### What is being asked
Update the lines below, changing "with a single dot" to "using one point" wherever it appears and leaving everything else untouched.

### Dataset content
:::::

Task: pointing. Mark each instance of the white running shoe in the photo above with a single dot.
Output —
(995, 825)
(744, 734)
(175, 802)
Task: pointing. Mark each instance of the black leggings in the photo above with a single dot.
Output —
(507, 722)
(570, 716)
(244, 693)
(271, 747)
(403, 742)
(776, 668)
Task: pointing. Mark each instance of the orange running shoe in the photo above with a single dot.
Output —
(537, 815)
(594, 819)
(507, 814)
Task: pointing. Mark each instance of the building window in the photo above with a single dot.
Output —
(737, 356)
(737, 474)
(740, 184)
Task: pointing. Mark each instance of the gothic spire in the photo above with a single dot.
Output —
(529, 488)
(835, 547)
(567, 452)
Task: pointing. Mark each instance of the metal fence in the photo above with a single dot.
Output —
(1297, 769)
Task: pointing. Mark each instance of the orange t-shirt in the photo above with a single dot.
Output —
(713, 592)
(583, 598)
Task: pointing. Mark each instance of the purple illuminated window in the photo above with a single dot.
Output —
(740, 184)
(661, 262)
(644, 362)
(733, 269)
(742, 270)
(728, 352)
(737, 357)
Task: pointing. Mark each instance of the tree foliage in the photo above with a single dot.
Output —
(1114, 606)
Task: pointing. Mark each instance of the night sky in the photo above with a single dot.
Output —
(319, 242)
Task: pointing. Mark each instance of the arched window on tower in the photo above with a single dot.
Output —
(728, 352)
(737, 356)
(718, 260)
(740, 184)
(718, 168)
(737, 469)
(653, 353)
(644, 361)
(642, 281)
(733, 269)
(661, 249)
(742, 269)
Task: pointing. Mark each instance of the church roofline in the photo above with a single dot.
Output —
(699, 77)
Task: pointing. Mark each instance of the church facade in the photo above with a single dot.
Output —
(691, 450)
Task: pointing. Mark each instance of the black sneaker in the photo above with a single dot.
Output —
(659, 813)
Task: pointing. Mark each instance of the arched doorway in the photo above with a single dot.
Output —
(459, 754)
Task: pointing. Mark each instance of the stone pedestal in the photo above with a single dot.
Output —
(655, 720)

:::::

### Completed task
Task: pointing. Mark each instance of the white running shoe in the photo above using one point.
Output —
(995, 825)
(744, 734)
(175, 802)
Task: pointing. Mark each instance of the black leggings in the photo above using one point.
Output —
(507, 722)
(570, 716)
(244, 693)
(271, 747)
(403, 742)
(776, 668)
Task: pointing. Mark each instance of the orange running shoe in the photo above using one point.
Output —
(537, 815)
(594, 819)
(507, 814)
Task: pointing. Mark each instance of the building window in the photo above using one point.
Output —
(737, 356)
(737, 474)
(740, 184)
Task: pointing. Mark each instance of the gothic spire in the photo above using one point.
Output —
(529, 488)
(835, 547)
(567, 452)
Task: pointing. Mark each instance of the metal fence in the photo above using one point.
Output —
(1297, 769)
Task: pointing. Mark each instance of the orange t-shirt in the photo above using one point.
Output —
(713, 592)
(583, 598)
Task: pointing. Mark each instance of the purple illuminated window in the photo above using one point.
Output —
(740, 184)
(661, 262)
(644, 362)
(733, 269)
(742, 270)
(728, 352)
(737, 357)
Task: pointing. Mark each instance of the tree foliage in the photo above using one point.
Output —
(1114, 606)
Task: pointing. Mark each instance of the night sky in the photo above using one point.
Output —
(319, 242)
Task: pointing. Mark each instance of the arched window on tower in the photo above using one point.
Output —
(728, 352)
(737, 356)
(718, 260)
(740, 184)
(718, 168)
(737, 469)
(653, 353)
(644, 361)
(642, 281)
(733, 269)
(661, 249)
(742, 269)
Task: pointing. Mark each instance of the church roofline in the photo above using one point.
Output —
(699, 77)
Task: pointing. Mark each instance of the church facade in the photo above using one point.
Output —
(691, 450)
Task: pointing. Mark each instance of the black sneaker in the photo above using one point.
Output —
(659, 813)
Task: pointing. Mark each instance of the arched doorway in the photo above using one point.
Output —
(459, 754)
Task: pointing. Mark each instance of the stone pedestal in the photo above using one point.
Output —
(655, 720)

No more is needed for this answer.